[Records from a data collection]
------------------------------------------------------------

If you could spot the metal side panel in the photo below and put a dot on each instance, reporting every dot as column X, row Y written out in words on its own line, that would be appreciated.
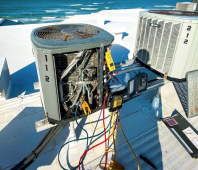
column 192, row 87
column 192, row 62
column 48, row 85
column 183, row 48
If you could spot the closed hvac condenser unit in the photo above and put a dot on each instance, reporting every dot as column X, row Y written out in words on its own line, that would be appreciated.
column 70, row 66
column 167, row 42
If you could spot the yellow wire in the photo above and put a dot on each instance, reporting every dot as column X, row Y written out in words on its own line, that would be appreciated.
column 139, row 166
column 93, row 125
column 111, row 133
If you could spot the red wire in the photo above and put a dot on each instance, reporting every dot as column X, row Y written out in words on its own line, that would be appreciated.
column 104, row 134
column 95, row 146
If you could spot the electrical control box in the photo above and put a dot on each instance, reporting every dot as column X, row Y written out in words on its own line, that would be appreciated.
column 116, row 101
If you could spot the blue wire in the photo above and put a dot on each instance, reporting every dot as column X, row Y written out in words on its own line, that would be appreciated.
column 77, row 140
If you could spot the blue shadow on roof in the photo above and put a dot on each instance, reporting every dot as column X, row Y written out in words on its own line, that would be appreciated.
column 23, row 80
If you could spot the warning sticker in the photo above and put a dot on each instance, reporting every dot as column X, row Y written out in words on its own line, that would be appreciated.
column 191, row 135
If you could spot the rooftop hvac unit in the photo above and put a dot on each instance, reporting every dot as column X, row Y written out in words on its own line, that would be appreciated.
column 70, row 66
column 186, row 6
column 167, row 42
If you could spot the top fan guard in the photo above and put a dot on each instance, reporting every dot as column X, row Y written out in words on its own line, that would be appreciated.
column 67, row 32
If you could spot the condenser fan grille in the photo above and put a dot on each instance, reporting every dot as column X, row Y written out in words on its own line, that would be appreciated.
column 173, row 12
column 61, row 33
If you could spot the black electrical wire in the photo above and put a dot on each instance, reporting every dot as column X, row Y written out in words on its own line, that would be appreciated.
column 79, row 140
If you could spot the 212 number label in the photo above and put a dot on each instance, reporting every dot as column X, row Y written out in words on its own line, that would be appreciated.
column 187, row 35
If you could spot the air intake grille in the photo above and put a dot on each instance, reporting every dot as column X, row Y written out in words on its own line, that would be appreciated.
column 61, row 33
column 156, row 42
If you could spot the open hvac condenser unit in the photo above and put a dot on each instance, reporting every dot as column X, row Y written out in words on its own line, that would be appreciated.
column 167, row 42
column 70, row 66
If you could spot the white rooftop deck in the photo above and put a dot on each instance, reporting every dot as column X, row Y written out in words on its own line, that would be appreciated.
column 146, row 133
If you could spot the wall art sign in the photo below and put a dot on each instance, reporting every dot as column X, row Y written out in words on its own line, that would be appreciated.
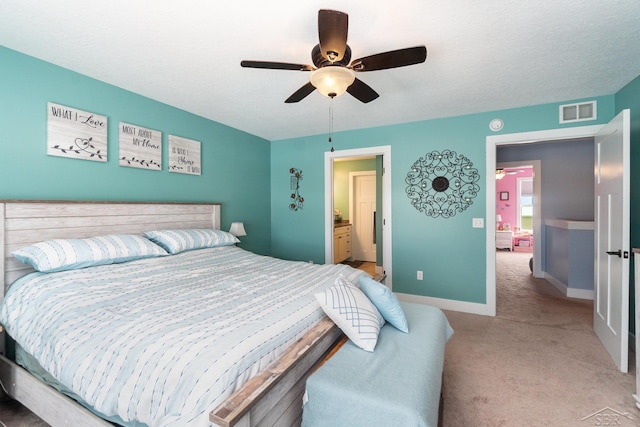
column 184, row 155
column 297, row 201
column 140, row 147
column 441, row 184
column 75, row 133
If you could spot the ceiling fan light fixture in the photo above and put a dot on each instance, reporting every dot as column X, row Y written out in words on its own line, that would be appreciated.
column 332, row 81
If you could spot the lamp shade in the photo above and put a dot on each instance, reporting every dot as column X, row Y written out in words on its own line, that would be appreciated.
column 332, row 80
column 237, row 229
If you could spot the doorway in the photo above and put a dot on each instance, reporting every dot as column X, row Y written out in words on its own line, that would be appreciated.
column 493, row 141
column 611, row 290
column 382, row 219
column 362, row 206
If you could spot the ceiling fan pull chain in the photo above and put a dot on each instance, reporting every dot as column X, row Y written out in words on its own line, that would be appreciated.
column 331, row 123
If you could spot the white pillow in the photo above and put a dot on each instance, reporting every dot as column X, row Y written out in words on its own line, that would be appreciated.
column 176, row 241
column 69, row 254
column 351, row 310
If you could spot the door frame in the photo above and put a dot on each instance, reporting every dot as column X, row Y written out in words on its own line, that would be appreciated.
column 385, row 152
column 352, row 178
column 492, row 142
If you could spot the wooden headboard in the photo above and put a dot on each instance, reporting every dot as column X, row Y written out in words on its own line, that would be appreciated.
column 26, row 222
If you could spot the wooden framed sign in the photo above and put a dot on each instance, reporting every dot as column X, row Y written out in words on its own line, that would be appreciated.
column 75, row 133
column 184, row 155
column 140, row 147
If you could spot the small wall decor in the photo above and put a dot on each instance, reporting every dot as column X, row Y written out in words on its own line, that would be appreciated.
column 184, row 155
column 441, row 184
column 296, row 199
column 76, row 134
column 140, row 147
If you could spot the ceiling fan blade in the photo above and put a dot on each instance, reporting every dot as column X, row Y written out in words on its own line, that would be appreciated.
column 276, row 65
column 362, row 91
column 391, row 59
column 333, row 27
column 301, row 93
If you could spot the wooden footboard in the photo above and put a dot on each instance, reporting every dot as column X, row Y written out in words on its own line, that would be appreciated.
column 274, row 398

------------------------------------------------------------

DIRECTIONS: Reproduce the records verbatim from their start through the line containing "column 111, row 133", both ends included, and leave out the pictures.

CORRECT RESPONSE:
If you could spot the metal side panel in the photo below and put a dot on each instance, reporting every dot as column X, row Y written out in words on its own line, that would be appreciated.
column 192, row 87
column 192, row 62
column 48, row 85
column 183, row 48
If you could spot the closed hvac condenser unit in the photo above and put a dot on each instance, reporting every dot as column X, row Y written out in words on its own line, that would be appreciated.
column 70, row 66
column 167, row 42
If you could spot the yellow wire in the photo above and put a dot on each instance, reporting every dot as column X, row Y written out in words on its own line, that would be appreciated.
column 139, row 166
column 93, row 125
column 111, row 133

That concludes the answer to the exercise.